→ **EXERCISE**
Can you recast every line of the material below as a Markdown table, putting the row number in a "No." column and the line itself in a "Text" column, and leaving out any blank lines?

---------- STORED RECORDS

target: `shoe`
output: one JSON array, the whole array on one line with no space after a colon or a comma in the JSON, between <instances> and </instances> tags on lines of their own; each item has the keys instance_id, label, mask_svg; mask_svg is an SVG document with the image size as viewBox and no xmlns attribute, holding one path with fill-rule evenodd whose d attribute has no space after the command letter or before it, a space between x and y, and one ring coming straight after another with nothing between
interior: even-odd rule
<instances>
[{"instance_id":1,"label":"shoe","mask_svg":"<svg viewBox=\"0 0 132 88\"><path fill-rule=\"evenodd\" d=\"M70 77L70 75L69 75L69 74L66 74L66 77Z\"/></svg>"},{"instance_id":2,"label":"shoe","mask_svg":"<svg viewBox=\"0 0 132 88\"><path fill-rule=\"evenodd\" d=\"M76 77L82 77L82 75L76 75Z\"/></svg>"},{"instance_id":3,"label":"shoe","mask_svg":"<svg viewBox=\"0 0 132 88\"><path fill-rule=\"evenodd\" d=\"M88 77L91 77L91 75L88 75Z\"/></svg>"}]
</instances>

--------------------

→ **RESPONSE TO THE EXERCISE**
| No. | Text |
|---|---|
| 1 | target: `shoe` |
| 2 | output: one JSON array, the whole array on one line with no space after a colon or a comma in the JSON, between <instances> and </instances> tags on lines of their own; each item has the keys instance_id, label, mask_svg; mask_svg is an SVG document with the image size as viewBox and no xmlns attribute, holding one path with fill-rule evenodd whose d attribute has no space after the command letter or before it, a space between x and y, and one ring coming straight after another with nothing between |
| 3 | interior: even-odd rule |
| 4 | <instances> |
| 5 | [{"instance_id":1,"label":"shoe","mask_svg":"<svg viewBox=\"0 0 132 88\"><path fill-rule=\"evenodd\" d=\"M70 77L70 75L69 75L69 74L66 74L66 77Z\"/></svg>"},{"instance_id":2,"label":"shoe","mask_svg":"<svg viewBox=\"0 0 132 88\"><path fill-rule=\"evenodd\" d=\"M76 77L82 77L82 75L76 75Z\"/></svg>"},{"instance_id":3,"label":"shoe","mask_svg":"<svg viewBox=\"0 0 132 88\"><path fill-rule=\"evenodd\" d=\"M88 77L91 77L91 75L88 75Z\"/></svg>"}] |
| 6 | </instances> |